DOCUMENT SEGMENT:
•••

Cynical, sarcastic, sentient: you’ve never met a robot like Murderbot

In Murderbot, freedom means misery, autonomy spells doom, and its robot anti-hero hates your guts. Luke Buckmaster dives in.

The words “psychologically interesting” are not generally associated with robots. Yes, there’s been some compelling ones over the years, from the philosophising Roy “tears in the rain” Batty to the bomb in Dark Star that participated in existential debate about whether or not it should explode. Bender from Futurama would be a lark to hang out with, too.

But the protagonist in AppleTV+’s new series Murderbot—which the more astute among us may correctly infer, from the show’s title, is no happy-go-lucky chunk of metal from the Care Bear factory—is something else. It—let’s say “he” from now on—isn’t just psychologically interesting; he’s psychologically torn. In a most curious way.

Unknownst to anybody, Murderbot (Alexander Skarsgård)—whose primary job is to assist and protect humans—has hacked his firmware, disabling the bit that forces him to follow instructions. This has given him true autonomy, but, if people cotton onto his new-found independence, he’ll be considered a dangerous rouge, and sent to the scrapheap. Thus the protagonist’s conundrum: to suck it up and obey, or rebel and risk annihilation?

•••

DATA RECORDS:
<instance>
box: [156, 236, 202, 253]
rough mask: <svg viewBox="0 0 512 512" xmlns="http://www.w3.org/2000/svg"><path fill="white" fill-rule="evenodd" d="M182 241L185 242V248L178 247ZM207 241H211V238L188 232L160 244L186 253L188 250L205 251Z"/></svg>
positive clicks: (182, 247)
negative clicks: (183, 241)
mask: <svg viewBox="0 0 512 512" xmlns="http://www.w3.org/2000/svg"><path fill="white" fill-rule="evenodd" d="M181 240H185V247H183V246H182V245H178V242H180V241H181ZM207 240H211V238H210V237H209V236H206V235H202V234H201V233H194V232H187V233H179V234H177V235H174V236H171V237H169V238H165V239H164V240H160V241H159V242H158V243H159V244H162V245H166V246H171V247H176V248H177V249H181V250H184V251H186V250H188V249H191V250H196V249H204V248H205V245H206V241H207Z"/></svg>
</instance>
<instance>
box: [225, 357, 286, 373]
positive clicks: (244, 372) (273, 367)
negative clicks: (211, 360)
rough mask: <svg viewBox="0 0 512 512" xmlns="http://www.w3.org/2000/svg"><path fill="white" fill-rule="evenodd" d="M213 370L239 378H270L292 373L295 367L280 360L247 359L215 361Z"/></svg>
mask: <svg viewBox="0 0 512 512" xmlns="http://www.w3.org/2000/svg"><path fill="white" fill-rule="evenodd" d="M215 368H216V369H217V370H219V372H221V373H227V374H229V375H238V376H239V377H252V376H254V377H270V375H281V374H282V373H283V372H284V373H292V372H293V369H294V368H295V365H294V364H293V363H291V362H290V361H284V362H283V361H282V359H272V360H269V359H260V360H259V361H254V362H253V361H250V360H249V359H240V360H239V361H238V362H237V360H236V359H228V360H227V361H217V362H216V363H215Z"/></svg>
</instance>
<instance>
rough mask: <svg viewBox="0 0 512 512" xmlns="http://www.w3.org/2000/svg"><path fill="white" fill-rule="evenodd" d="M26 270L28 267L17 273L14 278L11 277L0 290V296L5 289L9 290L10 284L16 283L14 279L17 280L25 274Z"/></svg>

•••

WORK ITEM:
Answer from the Murderbot article:
1. On which service does the series run?
2. Who plays Murderbot?
3. What did Murderbot disable by hacking his firmware?
The rows are separate material, not part of the article.

WRITTEN SOLUTION:
1. AppleTV+
2. Alexander Skarsgård
3. The bit that forces him to follow instructions